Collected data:
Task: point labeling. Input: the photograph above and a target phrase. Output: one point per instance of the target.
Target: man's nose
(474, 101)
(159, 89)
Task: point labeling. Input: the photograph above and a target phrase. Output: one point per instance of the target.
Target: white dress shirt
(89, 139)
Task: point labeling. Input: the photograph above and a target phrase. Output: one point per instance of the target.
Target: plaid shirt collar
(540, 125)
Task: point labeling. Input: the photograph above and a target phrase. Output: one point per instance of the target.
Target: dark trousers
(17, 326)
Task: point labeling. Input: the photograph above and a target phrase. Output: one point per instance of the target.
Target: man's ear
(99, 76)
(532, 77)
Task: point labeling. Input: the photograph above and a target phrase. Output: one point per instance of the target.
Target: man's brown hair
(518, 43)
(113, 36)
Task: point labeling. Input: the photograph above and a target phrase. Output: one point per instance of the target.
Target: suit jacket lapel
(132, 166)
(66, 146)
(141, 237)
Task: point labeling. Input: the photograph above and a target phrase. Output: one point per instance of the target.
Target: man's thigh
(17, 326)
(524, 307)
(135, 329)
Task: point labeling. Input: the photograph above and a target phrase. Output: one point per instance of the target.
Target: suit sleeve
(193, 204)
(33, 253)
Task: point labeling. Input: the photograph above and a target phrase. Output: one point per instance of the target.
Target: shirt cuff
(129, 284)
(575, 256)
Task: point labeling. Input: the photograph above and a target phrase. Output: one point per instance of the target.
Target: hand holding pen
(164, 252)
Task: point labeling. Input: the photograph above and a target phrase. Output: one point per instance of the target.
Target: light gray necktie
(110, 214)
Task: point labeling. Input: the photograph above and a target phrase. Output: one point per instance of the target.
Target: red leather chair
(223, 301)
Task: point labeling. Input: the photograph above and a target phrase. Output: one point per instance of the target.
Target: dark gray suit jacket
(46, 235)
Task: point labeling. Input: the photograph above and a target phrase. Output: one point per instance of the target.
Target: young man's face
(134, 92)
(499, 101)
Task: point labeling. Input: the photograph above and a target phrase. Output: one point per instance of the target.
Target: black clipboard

**Task directions**
From the listing above, copy out each line that contains the string "suit".

**Answer to this problem**
Target: suit jacket lapel
Target: suit sleeve
Target: dark gray suit jacket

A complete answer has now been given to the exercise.